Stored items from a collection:
══════════════════════════════

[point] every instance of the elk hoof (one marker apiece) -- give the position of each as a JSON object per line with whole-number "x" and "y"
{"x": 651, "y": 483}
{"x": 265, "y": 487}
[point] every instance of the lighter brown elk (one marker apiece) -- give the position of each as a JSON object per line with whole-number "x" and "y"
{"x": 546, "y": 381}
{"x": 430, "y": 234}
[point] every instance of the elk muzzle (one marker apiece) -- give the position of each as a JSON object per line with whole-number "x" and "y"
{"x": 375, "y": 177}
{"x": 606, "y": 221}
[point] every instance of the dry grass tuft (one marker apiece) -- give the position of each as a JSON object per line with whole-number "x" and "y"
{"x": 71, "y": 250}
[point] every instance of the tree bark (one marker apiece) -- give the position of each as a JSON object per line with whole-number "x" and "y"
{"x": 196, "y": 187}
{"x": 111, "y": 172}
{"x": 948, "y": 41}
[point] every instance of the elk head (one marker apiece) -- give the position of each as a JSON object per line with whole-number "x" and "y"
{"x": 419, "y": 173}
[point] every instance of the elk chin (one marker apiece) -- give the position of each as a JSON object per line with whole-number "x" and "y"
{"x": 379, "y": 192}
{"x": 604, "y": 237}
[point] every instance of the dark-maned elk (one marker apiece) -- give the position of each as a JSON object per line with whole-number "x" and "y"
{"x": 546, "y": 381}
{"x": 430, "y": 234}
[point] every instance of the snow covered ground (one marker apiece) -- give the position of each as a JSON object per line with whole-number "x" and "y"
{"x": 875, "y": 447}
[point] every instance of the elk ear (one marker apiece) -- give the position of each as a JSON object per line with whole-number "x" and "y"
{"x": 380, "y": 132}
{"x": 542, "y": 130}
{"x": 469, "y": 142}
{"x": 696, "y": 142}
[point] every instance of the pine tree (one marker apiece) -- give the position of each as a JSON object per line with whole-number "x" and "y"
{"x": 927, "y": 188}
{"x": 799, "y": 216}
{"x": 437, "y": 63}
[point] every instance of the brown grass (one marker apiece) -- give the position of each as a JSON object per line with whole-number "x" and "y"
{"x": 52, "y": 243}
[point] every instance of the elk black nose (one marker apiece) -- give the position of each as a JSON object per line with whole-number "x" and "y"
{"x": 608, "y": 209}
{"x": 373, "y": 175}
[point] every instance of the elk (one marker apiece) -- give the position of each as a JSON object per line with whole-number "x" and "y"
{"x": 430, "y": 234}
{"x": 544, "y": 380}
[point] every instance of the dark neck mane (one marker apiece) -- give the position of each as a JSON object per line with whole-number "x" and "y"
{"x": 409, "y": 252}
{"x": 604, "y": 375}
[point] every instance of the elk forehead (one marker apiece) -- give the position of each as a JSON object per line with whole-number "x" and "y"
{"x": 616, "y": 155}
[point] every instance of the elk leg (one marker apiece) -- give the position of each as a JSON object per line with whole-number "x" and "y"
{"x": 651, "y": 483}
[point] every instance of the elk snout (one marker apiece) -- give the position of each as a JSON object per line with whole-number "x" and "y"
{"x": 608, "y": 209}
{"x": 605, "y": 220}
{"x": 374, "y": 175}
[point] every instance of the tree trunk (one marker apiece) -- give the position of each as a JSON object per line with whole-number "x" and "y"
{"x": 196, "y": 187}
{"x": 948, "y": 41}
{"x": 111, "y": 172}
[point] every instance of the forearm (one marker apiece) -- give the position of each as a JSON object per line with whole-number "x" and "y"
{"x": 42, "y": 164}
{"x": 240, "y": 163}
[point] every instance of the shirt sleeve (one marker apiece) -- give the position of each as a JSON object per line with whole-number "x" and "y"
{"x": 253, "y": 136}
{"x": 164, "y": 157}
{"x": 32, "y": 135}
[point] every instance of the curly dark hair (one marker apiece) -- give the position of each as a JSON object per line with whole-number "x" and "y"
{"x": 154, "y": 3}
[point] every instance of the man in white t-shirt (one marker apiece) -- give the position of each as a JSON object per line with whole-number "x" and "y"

══════════════════════════════

● **Task description**:
Type out the records again exactly, line for line.

● **Written response**:
[point] every instance of the elk hoof (one marker apiece) -- give the position of each as a JSON object per line with whole-number "x" and "y"
{"x": 651, "y": 483}
{"x": 265, "y": 487}
[point] every instance of the lighter brown elk (one marker apiece) -- give the position of each as a JSON object per line with whole-number "x" and "y"
{"x": 546, "y": 381}
{"x": 430, "y": 234}
[point] every instance of the elk muzzle (one marker apiece) -- give the position of each as a JSON object per line with whole-number "x" and "y"
{"x": 375, "y": 177}
{"x": 606, "y": 221}
[point] every instance of the dry grass tuft (one marker apiece) -- give the position of each as a JSON object per line with whole-number "x" and "y"
{"x": 71, "y": 250}
[point] every instance of the tree bark (one marker apiece) -- give the position of each as a JSON object per line with whole-number "x" and "y"
{"x": 196, "y": 187}
{"x": 111, "y": 172}
{"x": 948, "y": 41}
[point] every instance of the elk head (one marker apiece) -- give the position of each as a JSON object per line with whole-number "x" and "y"
{"x": 419, "y": 173}
[point] every instance of the elk chin (one marker apiece) -- give the position of each as a JSON object per line with whole-number "x" and "y"
{"x": 379, "y": 192}
{"x": 604, "y": 237}
[point] every instance of the dark-maned elk (one marker apiece) -- give the position of each as a JSON object per line with whole-number "x" and "y"
{"x": 546, "y": 381}
{"x": 430, "y": 234}
[point] every instance of the snow covered ground (one marker apiece) -- give the position of each as a JSON object per line with whole-number "x" and "y"
{"x": 875, "y": 447}
[point] every instance of the elk ear (one marker apiece) -- give the position of each as a JSON object per line with whole-number "x" and "y"
{"x": 380, "y": 132}
{"x": 542, "y": 130}
{"x": 469, "y": 142}
{"x": 696, "y": 142}
[point] every instance of the pine tree (one marker apiece) -- give the position of each as a JSON object per line with whole-number "x" and "y"
{"x": 927, "y": 188}
{"x": 799, "y": 216}
{"x": 437, "y": 63}
[point] every instance of the brown grass (one marker apiece) -- give the position of each as a JSON object per line with whole-number "x" and "y"
{"x": 52, "y": 243}
[point] every instance of the elk black nose (one marker apiece) -- give the position of each as a JSON object per line with whole-number "x" and "y"
{"x": 608, "y": 209}
{"x": 373, "y": 175}
[point] every instance of the elk (one marker apiece) -- give the position of each as a JSON object per line with whole-number "x" and "y"
{"x": 430, "y": 234}
{"x": 544, "y": 380}
[point] every instance of the dark neck mane (one marker apiece) -- give the position of each as a JSON object per line with whole-number "x" and "y"
{"x": 409, "y": 252}
{"x": 604, "y": 375}
[point] every instance of the elk forehead (one marker apiece) -- give the position of each as a JSON object per line with whole-number "x" and "y"
{"x": 616, "y": 155}
[point] every instance of the elk leg (one marker apiece) -- give the position of each as a JSON object per line with whole-number "x" and "y"
{"x": 651, "y": 483}
[point] every instance of the elk snout (one marker apiece) -- give the position of each as a JSON object per line with whole-number "x" and "y"
{"x": 608, "y": 209}
{"x": 605, "y": 220}
{"x": 374, "y": 175}
[point] every instance of the tree trunk (one marker apiece) -- give the position of each as a JSON object per line with whole-number "x" and "y"
{"x": 196, "y": 187}
{"x": 948, "y": 41}
{"x": 111, "y": 172}
[point] every instance of the forearm (one marker apiece) -- give the position of each as a JSON object per line with whole-number "x" and "y"
{"x": 42, "y": 164}
{"x": 240, "y": 163}
[point] every instance of the shirt sleeve (one marker apiece) -- give the position of each as a JSON object per line with whole-number "x" and "y"
{"x": 253, "y": 136}
{"x": 164, "y": 157}
{"x": 32, "y": 135}
[point] every instance of the curly dark hair (one marker apiece) -- give the position of each as a JSON object per line with whole-number "x" and "y"
{"x": 154, "y": 3}
[point] every instance of the man in white t-shirt (one marker apiece) -- give the position of each as a JSON object per line with whole-number "x" and "y"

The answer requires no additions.